Reproduce the passage on population genetic analysis below word for word, in full.

Excerpt:
:::::
To investigate the genetic structure among populations, a G-test of allelic differentiation was carried out using Genepop v. 4 [44]. In addition, we performed a principal component analysis (PCA) on gene frequency data using PCAGen v. 1.2.1 software (available at The significance of each principal component was assessed from 1000 permutations. We also used the software STRUCTURE v. 2.3.1 [49] to estimate the number of genetic clusters (K) present among all populations. This software generates clusters of individuals based on the Hardy-Weinberg model of genotypic distribution. Simulations were run using the admixture model without prior population information. We modelled cluster assignments for K ranging from 1 to 10. We performed 25 independent runs for each K value to confirm consistency across runs. In all simulations, we applied a burn-in period of 10 000 iterations and 100 000 Markov chain Monte Carlo iterations. To determine the most likely value of K, we used the ΔK method [50].
:::::
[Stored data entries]
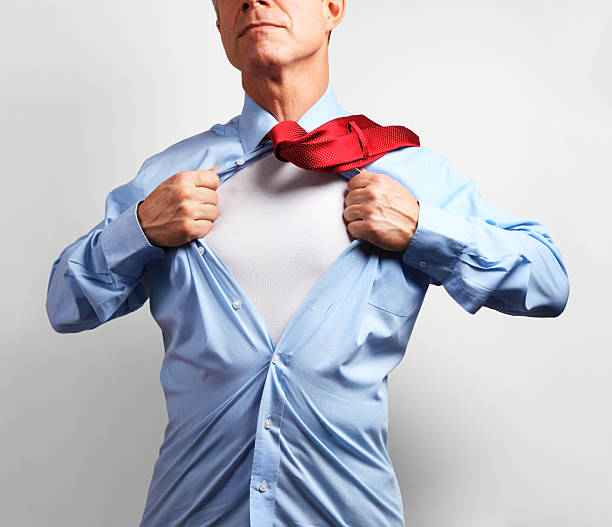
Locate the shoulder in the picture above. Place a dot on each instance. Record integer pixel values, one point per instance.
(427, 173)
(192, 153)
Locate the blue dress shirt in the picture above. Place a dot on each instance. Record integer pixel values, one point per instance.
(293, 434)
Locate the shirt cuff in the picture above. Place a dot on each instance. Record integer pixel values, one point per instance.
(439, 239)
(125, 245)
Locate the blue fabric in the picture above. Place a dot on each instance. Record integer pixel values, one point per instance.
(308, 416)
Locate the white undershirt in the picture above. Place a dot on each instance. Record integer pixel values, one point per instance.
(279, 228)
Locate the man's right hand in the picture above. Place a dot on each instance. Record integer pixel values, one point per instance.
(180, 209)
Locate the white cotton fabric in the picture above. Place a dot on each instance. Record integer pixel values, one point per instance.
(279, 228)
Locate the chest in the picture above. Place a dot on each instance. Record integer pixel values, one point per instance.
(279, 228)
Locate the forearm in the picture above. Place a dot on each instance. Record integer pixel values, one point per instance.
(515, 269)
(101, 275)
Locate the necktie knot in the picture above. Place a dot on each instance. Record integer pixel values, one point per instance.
:::::
Problem solution:
To investigate the genetic structure among populations, a G-test of allelic differentiation was carried out using Genepop v. 4 [44]. In addition, we performed a principal component analysis (PCA) on gene frequency data using PCAGen v. 1.2.1 software (available at The significance of each principal component was assessed from 1000 permutations. We also used the software STRUCTURE v. 2.3.1 [49] to estimate the number of genetic clusters (K) present among all populations. This software generates clusters of individuals based on the Hardy-Weinberg model of genotypic distribution. Simulations were run using the admixture model without prior population information. We modelled cluster assignments for K ranging from 1 to 10. We performed 25 independent runs for each K value to confirm consistency across runs. In all simulations, we applied a burn-in period of 10 000 iterations and 100 000 Markov chain Monte Carlo iterations. To determine the most likely value of K, we used the ΔK method [50].